**The request**
Can you rewrite all of the records below, substituting "separated by a comma" for "separated by a space" and keeping everything else the same? Leave the pictures out of your answer.

Coordinate labeling data
====

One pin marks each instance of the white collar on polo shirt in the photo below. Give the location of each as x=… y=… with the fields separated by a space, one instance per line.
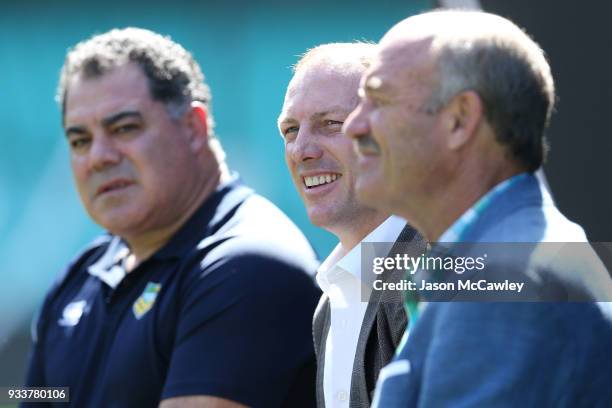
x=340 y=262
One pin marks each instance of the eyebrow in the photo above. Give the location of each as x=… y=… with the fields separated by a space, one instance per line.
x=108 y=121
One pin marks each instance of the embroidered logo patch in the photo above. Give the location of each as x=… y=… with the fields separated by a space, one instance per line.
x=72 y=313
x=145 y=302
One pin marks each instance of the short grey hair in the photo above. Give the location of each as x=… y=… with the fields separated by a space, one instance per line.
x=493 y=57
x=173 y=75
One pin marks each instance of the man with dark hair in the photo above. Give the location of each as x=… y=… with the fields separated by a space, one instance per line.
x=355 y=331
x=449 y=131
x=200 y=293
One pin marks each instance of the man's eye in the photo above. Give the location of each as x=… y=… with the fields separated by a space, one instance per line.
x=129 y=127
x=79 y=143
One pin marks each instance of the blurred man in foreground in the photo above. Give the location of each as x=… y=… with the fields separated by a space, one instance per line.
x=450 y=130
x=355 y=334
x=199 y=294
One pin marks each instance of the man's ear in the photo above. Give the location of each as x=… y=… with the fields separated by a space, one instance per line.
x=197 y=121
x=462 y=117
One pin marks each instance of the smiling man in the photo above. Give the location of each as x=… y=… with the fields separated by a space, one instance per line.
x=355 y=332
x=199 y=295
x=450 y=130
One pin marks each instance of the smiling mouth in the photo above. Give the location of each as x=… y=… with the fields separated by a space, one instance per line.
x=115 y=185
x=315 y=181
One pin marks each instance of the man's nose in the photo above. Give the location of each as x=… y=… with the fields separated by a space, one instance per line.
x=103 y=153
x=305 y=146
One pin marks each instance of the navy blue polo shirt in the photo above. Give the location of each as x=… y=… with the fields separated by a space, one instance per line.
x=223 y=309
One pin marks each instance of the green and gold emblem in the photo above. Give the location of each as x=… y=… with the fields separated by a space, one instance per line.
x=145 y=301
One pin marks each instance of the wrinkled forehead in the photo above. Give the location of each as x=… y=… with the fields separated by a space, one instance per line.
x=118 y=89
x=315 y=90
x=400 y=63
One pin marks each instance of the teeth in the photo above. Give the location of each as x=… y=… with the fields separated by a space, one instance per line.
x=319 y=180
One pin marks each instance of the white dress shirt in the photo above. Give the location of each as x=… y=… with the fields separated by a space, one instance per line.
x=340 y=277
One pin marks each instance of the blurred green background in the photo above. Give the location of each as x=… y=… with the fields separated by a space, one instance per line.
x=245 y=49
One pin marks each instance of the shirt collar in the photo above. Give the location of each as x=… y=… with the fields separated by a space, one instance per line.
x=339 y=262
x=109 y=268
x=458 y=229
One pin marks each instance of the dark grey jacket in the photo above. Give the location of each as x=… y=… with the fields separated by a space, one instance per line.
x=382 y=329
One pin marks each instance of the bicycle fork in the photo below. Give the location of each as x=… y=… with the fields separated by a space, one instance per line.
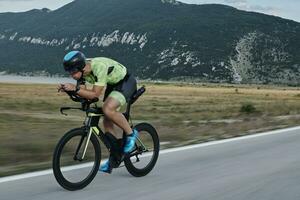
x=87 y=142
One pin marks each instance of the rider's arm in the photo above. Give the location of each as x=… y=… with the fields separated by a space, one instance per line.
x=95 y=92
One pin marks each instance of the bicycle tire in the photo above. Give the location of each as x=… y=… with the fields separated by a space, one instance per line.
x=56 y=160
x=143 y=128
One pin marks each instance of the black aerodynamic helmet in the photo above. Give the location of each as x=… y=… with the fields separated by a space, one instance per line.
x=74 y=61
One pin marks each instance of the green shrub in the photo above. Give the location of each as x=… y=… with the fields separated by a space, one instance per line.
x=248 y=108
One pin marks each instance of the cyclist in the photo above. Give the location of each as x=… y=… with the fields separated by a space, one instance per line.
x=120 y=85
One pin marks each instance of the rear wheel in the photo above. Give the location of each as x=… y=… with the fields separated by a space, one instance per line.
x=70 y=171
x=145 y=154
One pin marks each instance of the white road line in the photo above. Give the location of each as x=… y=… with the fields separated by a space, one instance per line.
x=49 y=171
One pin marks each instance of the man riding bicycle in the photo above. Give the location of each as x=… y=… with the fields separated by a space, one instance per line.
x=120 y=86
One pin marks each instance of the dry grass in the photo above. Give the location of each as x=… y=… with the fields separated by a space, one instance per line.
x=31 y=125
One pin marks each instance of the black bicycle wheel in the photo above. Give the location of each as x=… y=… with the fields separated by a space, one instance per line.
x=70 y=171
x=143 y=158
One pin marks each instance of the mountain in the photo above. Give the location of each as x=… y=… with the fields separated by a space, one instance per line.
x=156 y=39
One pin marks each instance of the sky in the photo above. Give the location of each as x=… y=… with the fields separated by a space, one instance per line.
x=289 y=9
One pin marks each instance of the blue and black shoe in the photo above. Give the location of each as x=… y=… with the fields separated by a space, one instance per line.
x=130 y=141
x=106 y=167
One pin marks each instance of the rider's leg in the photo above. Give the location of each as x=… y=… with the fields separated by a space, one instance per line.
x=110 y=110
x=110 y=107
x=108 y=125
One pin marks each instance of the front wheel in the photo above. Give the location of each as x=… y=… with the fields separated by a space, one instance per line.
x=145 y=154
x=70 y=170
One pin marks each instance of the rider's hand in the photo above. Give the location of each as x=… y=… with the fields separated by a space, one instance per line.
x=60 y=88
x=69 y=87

====

**Final answer**
One pin marks each instance of the white collar on polo shirt in the photo below. Give the location of each as x=… y=… with the fields separated by a comma, one instance per line.
x=340 y=262
One pin marks each instance of the eyebrow in the photo above. Give the location of each as x=… y=… with the fields separated by a comma, one instance per line.
x=108 y=121
One pin marks each instance of the embroidered logo patch in the photo above. Give the location of each as x=… y=… with the fields separated by a comma, one instance per line.
x=72 y=313
x=145 y=302
One pin marks each instance of the short grey hair in the photo above. Give the location of each as x=… y=… with the fields separated by a comma, one instance per line.
x=493 y=57
x=173 y=75
One pin marks each instance of the man with dark hair in the photo above. Give the location of each as x=… y=… with the fields separated by a comma, one instance per line.
x=355 y=331
x=449 y=131
x=200 y=293
One pin marks each instance of the man's eye in the photo above. Give the location of each as x=… y=… with the fields separated by a comma, one instance per line.
x=129 y=127
x=79 y=143
One pin marks each instance of the blurred man in foreground in the photo above. Give the location of each as x=… y=… with the fields separated by a comma, one instance per line.
x=450 y=130
x=355 y=334
x=199 y=294
One pin marks each instance of the man's ear in the photo above. Give the location of each as x=… y=… with the fields separated by a comma, one instance per line.
x=197 y=121
x=462 y=117
One pin marks each instance of the smiling man in the photo above. Give the location of each as x=… y=… with the fields separated by a comma, one instance per line.
x=355 y=332
x=199 y=295
x=450 y=130
One pin marks each instance of the smiling mouth in the photo above. Give the location of each as x=… y=… with the fields separated by a comma, one instance per line.
x=115 y=185
x=315 y=181
One pin marks each instance of the man's nose in the photo above. Give the location of each as x=… y=… with the fields separated by a comma, one instance per line.
x=103 y=153
x=305 y=146
One pin marks each instance of the navy blue polo shirt in the photo above. Give the location of each as x=… y=… with the fields separated by a comma, one instance per line.
x=223 y=309
One pin marks each instance of the green and gold emblem in the photo above. Give the location of each as x=… y=… with the fields separated by a comma, one instance per line.
x=145 y=301
One pin marks each instance of the wrinkled forehead in the photo above. Give the location of each as x=… y=… with the fields separated by a comma, one instance per line.
x=118 y=89
x=315 y=90
x=400 y=63
One pin marks each instance of the teeth in the photo above. Give the location of each as x=… y=… with the fields separated by a comma, one instance per line.
x=319 y=180
One pin marks each instance of the white dress shirt in the photo above. Give the location of each as x=… y=… with the fields separated by a comma, one instance per line.
x=340 y=277
One pin marks each instance of the blurred green background in the photo above. Give the location of each as x=… y=… with the fields separated by a comma, one instance per line.
x=245 y=49
One pin marks each instance of the shirt collar in the photo above. Give the location of each as x=… y=… with the fields separated by a comma, one instance per line.
x=339 y=262
x=109 y=268
x=458 y=229
One pin marks each instance of the dark grey jacket in the photo above. Give the location of each as x=… y=… with the fields separated by a comma, one instance per line.
x=382 y=329
One pin marks each instance of the bicycle fork in the photo below. Give the location of each as x=… y=… with the fields separated by a comma, one instance per line.
x=87 y=142
One pin marks each instance of the rider's arm in the photo above. Give the location of each as x=… y=… with the fields separated by a comma, one instance per line.
x=95 y=92
One pin marks each instance of the bicycle tire in the photo above. Give the location of each as x=… y=… with the fields separated by a comma, one instance per line.
x=56 y=160
x=143 y=128
One pin marks each instance of the black aerodynamic helmet in the photo above. Give the location of each as x=… y=… with the fields separated by a comma, one instance per line.
x=74 y=61
One pin marks each instance of the green shrub in the photo above. Give the location of each as x=… y=… with the fields separated by a comma, one instance per line.
x=248 y=108
One pin marks each instance of the cyclist in the photo above. Give the location of each as x=… y=… with the fields separated by a comma, one instance per line.
x=120 y=85
One pin marks each instance of the rear wheel in the photo above. Give the location of each as x=… y=… with the fields separated by a comma, one instance per line.
x=70 y=171
x=145 y=154
One pin marks each instance of the white road line in the photo above. Give the location of each as x=… y=… with the fields separated by a comma, one instance per line.
x=49 y=171
One pin marks each instance of the man riding bicycle in the photo above. Give the location of each as x=… y=… with the fields separated by a comma, one instance per line.
x=120 y=86
One pin marks each instance of the dry grass in the photo above. Give the location of each as x=… y=… with the fields separated by a comma, one instance per line.
x=31 y=125
One pin marks each instance of the black bicycle wheel in the photo above. Give the location of each as x=… y=… with the fields separated by a comma, one instance per line.
x=70 y=171
x=143 y=158
One pin marks each instance of the mountain in the photo above. Give the location of each as x=… y=… with the fields separated by a comma, one instance per line.
x=156 y=39
One pin marks each instance of the sky in the photo above. Give the location of each as x=… y=… with the fields separated by a comma, one instance per line.
x=289 y=9
One pin marks each instance of the blue and black shoe in the photo above. Give the location of each as x=… y=… with the fields separated by a comma, one instance per line.
x=130 y=141
x=106 y=167
One pin marks each instance of the rider's leg in the photo above. Give the location of each as x=… y=… with the fields separated by a comma, one instance per line.
x=110 y=110
x=110 y=107
x=108 y=125
One pin marks each instance of the front wheel in the photo above. Give the location of each as x=… y=… with the fields separated by a comma, one instance per line.
x=145 y=154
x=70 y=170
One pin marks each instance of the rider's hand in the photo above. Give the location of each as x=… y=… with the fields separated by a comma, one instance per line.
x=60 y=88
x=69 y=87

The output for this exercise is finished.